- To do -
Count the lines below that contain the word "covered", and report only that number.

Point-per-instance localization data:
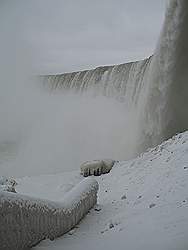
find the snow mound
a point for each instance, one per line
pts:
(25, 221)
(142, 204)
(7, 184)
(96, 167)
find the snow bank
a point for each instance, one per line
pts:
(25, 221)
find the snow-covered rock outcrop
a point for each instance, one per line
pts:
(7, 184)
(25, 221)
(96, 167)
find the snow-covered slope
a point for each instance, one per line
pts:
(142, 203)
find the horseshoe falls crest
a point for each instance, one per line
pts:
(109, 112)
(155, 88)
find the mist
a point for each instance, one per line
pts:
(43, 133)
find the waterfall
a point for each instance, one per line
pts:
(156, 87)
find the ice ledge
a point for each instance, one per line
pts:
(25, 221)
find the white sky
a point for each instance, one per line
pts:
(70, 35)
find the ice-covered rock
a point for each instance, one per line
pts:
(25, 221)
(7, 184)
(96, 167)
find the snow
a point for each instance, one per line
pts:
(142, 203)
(25, 220)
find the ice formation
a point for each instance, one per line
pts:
(7, 184)
(96, 167)
(25, 221)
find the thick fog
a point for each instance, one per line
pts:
(45, 133)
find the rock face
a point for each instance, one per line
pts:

- Answer to this problem -
3